Exercise details >>
Return the listing below exactly, with the pictures dropped.

Entries shown >>

☆ ☆ ☆

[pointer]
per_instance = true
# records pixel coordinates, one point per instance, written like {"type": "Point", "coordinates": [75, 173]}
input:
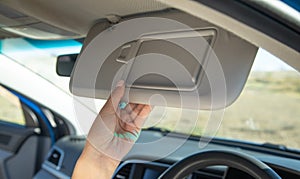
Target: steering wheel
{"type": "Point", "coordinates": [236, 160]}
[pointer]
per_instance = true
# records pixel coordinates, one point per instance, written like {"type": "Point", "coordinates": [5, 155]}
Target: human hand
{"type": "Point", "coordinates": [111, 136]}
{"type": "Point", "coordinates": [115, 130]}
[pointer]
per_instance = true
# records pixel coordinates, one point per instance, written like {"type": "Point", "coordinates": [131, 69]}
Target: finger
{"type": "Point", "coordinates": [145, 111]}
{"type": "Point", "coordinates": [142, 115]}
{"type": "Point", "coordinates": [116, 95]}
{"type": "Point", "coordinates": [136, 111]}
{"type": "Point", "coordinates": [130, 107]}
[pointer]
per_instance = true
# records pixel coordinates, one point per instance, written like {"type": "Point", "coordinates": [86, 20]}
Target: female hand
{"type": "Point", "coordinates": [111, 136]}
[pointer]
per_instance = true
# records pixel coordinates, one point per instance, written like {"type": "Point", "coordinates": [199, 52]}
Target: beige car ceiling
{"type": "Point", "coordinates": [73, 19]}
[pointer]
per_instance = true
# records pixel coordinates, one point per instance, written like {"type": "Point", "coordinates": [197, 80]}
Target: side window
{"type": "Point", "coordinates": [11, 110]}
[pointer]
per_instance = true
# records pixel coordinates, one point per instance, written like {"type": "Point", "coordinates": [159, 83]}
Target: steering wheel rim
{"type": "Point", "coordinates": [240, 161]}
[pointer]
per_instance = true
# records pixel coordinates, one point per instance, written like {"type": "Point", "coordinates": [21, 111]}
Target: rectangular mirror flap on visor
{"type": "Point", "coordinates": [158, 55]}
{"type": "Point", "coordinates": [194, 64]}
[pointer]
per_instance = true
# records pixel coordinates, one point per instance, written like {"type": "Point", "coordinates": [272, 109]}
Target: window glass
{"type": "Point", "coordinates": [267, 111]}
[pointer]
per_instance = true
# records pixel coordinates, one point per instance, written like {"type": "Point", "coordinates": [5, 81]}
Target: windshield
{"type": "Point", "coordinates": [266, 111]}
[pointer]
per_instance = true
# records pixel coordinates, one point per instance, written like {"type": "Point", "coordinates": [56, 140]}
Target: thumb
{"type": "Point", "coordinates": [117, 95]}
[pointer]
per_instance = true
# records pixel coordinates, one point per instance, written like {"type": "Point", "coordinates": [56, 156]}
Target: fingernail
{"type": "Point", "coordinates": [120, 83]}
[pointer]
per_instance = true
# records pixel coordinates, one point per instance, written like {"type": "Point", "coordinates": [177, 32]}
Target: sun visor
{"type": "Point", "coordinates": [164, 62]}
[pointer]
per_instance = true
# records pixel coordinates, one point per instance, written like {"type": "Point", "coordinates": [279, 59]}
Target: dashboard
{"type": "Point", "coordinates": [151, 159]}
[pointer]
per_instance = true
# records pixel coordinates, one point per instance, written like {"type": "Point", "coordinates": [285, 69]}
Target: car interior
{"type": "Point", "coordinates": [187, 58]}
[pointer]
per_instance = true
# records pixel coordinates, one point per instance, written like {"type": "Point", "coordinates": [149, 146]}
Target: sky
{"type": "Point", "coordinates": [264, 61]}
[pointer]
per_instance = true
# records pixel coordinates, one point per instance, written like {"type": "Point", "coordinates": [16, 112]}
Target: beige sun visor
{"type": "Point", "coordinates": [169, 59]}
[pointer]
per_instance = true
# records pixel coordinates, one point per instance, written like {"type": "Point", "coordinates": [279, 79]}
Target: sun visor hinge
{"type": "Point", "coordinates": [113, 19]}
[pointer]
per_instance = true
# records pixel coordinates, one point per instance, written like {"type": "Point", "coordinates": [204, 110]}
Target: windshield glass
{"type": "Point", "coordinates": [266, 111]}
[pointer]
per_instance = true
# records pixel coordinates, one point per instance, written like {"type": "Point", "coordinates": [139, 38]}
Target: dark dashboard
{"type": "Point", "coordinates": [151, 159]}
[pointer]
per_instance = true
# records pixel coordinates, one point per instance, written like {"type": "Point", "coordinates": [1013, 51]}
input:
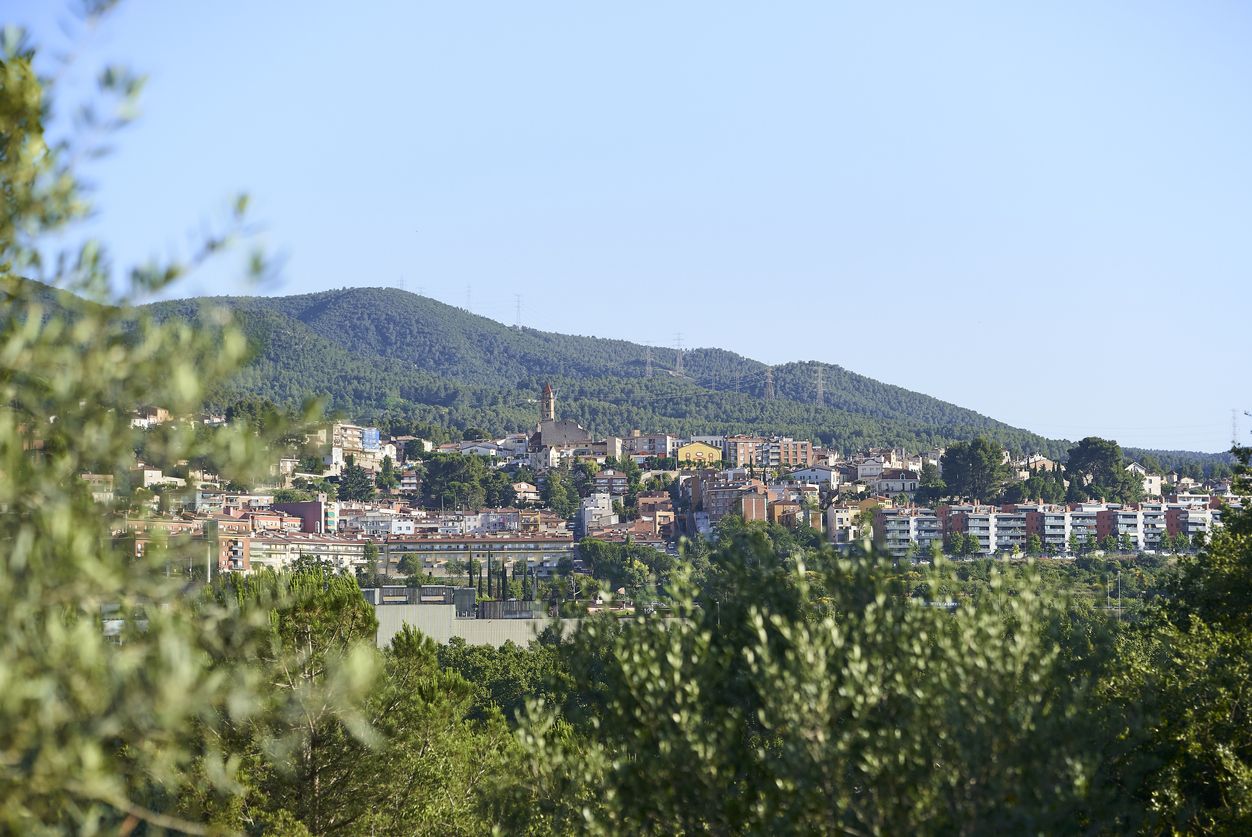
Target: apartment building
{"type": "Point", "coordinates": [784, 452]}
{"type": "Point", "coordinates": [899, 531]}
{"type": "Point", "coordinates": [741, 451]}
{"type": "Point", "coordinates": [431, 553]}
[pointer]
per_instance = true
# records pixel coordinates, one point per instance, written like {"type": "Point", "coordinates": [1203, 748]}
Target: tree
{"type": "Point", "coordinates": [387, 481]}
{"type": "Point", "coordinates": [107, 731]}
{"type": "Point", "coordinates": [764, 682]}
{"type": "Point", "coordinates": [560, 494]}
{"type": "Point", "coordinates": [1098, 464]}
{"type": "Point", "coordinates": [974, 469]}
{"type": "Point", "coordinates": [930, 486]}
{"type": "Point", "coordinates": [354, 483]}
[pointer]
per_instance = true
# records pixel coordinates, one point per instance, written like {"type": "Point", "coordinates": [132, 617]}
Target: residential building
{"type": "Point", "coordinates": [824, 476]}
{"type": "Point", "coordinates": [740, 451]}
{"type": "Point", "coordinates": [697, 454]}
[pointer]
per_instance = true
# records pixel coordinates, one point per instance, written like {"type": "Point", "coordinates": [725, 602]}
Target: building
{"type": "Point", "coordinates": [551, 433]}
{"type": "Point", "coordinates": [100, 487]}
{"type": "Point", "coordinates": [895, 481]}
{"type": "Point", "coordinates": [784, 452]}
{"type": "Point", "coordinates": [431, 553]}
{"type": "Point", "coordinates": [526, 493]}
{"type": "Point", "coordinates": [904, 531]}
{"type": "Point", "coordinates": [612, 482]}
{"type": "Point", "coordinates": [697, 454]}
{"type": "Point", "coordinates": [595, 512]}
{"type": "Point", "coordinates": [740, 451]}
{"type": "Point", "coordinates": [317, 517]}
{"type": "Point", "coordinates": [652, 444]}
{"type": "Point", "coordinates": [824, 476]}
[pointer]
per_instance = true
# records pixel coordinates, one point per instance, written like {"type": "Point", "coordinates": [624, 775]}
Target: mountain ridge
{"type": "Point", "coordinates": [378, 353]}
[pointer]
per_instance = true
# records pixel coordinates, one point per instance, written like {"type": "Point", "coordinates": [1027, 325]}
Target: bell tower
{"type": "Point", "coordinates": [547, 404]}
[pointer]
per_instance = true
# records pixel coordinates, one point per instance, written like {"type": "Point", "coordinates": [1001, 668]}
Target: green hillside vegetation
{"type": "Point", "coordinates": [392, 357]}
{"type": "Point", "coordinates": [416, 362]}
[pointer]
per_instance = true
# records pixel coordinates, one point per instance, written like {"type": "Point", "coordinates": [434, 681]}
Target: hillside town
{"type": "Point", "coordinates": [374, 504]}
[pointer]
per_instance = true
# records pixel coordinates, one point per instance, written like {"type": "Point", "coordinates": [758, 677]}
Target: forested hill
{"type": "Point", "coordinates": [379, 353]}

☆ ☆ ☆

Task result >>
[pointer]
per_instance = true
# records pixel coordinates, one point per instance, written like {"type": "Point", "coordinates": [75, 173]}
input:
Target: steering wheel
{"type": "Point", "coordinates": [236, 160]}
[pointer]
per_instance = true
# records pixel coordinates, one point per instance, written like {"type": "Point", "coordinates": [5, 155]}
Target: human hand
{"type": "Point", "coordinates": [111, 136]}
{"type": "Point", "coordinates": [115, 130]}
[pointer]
per_instance = true
# records pixel coordinates, one point per instance, written like {"type": "Point", "coordinates": [131, 69]}
Target: finger
{"type": "Point", "coordinates": [145, 111]}
{"type": "Point", "coordinates": [142, 115]}
{"type": "Point", "coordinates": [116, 95]}
{"type": "Point", "coordinates": [136, 111]}
{"type": "Point", "coordinates": [130, 107]}
[pointer]
per_instance = true
# records pixel coordinates, one point per instance, written like {"type": "Point", "coordinates": [86, 20]}
Target: female hand
{"type": "Point", "coordinates": [111, 136]}
[pointer]
per_instance = true
# records pixel coordinates, one point per instance, written like {"type": "Point", "coordinates": [199, 52]}
Target: beige car ceiling
{"type": "Point", "coordinates": [73, 19]}
[pointer]
per_instance = true
# records pixel coordinates, one point per instance, written like {"type": "Point", "coordinates": [197, 80]}
Target: side window
{"type": "Point", "coordinates": [11, 110]}
[pointer]
per_instance = true
# records pixel coordinates, one point per instance, written like {"type": "Point", "coordinates": [159, 83]}
Target: steering wheel rim
{"type": "Point", "coordinates": [240, 161]}
[pointer]
per_instance = true
# records pixel coordinates, one point per instance, written like {"type": "Point", "coordinates": [21, 111]}
Target: rectangular mirror flap on visor
{"type": "Point", "coordinates": [158, 55]}
{"type": "Point", "coordinates": [194, 64]}
[pointer]
per_instance = true
# records pixel coordinates, one point per instance, written like {"type": "Point", "coordinates": [272, 109]}
Target: window glass
{"type": "Point", "coordinates": [267, 111]}
[pointer]
per_instance = true
# records pixel coordinates, one point per instance, written like {"type": "Point", "coordinates": [5, 81]}
Target: windshield
{"type": "Point", "coordinates": [266, 111]}
[pointer]
per_instance = true
# records pixel coordinates, one point per instance, written like {"type": "Point", "coordinates": [56, 140]}
Target: thumb
{"type": "Point", "coordinates": [117, 95]}
[pointer]
per_instance = true
# records pixel coordinates, one point per instance, written like {"type": "Point", "coordinates": [56, 156]}
Target: fingernail
{"type": "Point", "coordinates": [120, 83]}
[pointer]
per_instance = true
# records pixel coordinates, one point per instance, written like {"type": "Point", "coordinates": [177, 32]}
Target: sun visor
{"type": "Point", "coordinates": [164, 62]}
[pointer]
per_instance = true
# records pixel coordinates, one point per instance, written like {"type": "Point", "coordinates": [279, 59]}
Target: dashboard
{"type": "Point", "coordinates": [151, 159]}
[pointer]
per_instance = true
# records pixel coordinates, one point per instance, written like {"type": "Point", "coordinates": [285, 69]}
Target: car interior
{"type": "Point", "coordinates": [187, 58]}
[pointer]
per_instance = true
# records pixel coordinates, one point per instance, written like {"type": "Point", "coordinates": [149, 146]}
Target: sky
{"type": "Point", "coordinates": [264, 61]}
[pointer]
per_instance = true
# records pixel coordinates, one point per instance, written like {"type": "Point", "coordinates": [16, 112]}
Target: beige sun visor
{"type": "Point", "coordinates": [169, 59]}
[pointer]
per_instance = true
# records pixel coordinates, one point per instance, written like {"type": "Point", "coordinates": [279, 79]}
Target: sun visor hinge
{"type": "Point", "coordinates": [113, 19]}
[pointer]
per_instance = true
# records pixel coordinates, one point per instance, written like {"type": "Point", "coordinates": [204, 110]}
Target: windshield glass
{"type": "Point", "coordinates": [266, 111]}
[pointer]
per_instance = true
# records pixel coordinates, one point per instance, written like {"type": "Point", "coordinates": [139, 38]}
Target: dark dashboard
{"type": "Point", "coordinates": [151, 159]}
[pointer]
per_instance = true
# records pixel coordinates, one point per instance, written like {"type": "Point", "coordinates": [1013, 51]}
input:
Target: apartment building
{"type": "Point", "coordinates": [784, 452]}
{"type": "Point", "coordinates": [899, 531]}
{"type": "Point", "coordinates": [741, 451]}
{"type": "Point", "coordinates": [431, 553]}
[pointer]
per_instance = true
# records pixel coordinates, one point per instance, written like {"type": "Point", "coordinates": [1203, 748]}
Target: tree
{"type": "Point", "coordinates": [387, 481]}
{"type": "Point", "coordinates": [107, 731]}
{"type": "Point", "coordinates": [764, 682]}
{"type": "Point", "coordinates": [560, 494]}
{"type": "Point", "coordinates": [1098, 464]}
{"type": "Point", "coordinates": [974, 469]}
{"type": "Point", "coordinates": [930, 486]}
{"type": "Point", "coordinates": [354, 483]}
[pointer]
per_instance = true
# records pixel coordinates, one point per instance, written like {"type": "Point", "coordinates": [132, 617]}
Target: residential building
{"type": "Point", "coordinates": [824, 476]}
{"type": "Point", "coordinates": [740, 451]}
{"type": "Point", "coordinates": [697, 454]}
[pointer]
per_instance = true
# records pixel coordinates, one point per instance, written like {"type": "Point", "coordinates": [725, 602]}
Target: building
{"type": "Point", "coordinates": [551, 433]}
{"type": "Point", "coordinates": [100, 487]}
{"type": "Point", "coordinates": [895, 481]}
{"type": "Point", "coordinates": [784, 452]}
{"type": "Point", "coordinates": [431, 553]}
{"type": "Point", "coordinates": [526, 493]}
{"type": "Point", "coordinates": [904, 531]}
{"type": "Point", "coordinates": [612, 482]}
{"type": "Point", "coordinates": [697, 454]}
{"type": "Point", "coordinates": [595, 512]}
{"type": "Point", "coordinates": [740, 451]}
{"type": "Point", "coordinates": [317, 517]}
{"type": "Point", "coordinates": [652, 444]}
{"type": "Point", "coordinates": [824, 476]}
[pointer]
per_instance = true
# records pixel coordinates, one point per instance, written like {"type": "Point", "coordinates": [624, 775]}
Target: mountain ridge
{"type": "Point", "coordinates": [378, 353]}
[pointer]
per_instance = true
# records pixel coordinates, one point per instance, written like {"type": "Point", "coordinates": [1027, 325]}
Target: bell tower
{"type": "Point", "coordinates": [547, 404]}
[pointer]
per_instance = true
# records pixel coordinates, one point per instance, written like {"type": "Point", "coordinates": [1001, 668]}
Target: green hillside vegetation
{"type": "Point", "coordinates": [392, 357]}
{"type": "Point", "coordinates": [416, 362]}
[pointer]
per_instance = true
# records pixel coordinates, one point per instance, written like {"type": "Point", "coordinates": [434, 681]}
Target: hillside town
{"type": "Point", "coordinates": [374, 504]}
[pointer]
per_instance = true
# records pixel coordinates, one point per instance, written like {"type": "Point", "coordinates": [758, 677]}
Target: forested hill
{"type": "Point", "coordinates": [379, 353]}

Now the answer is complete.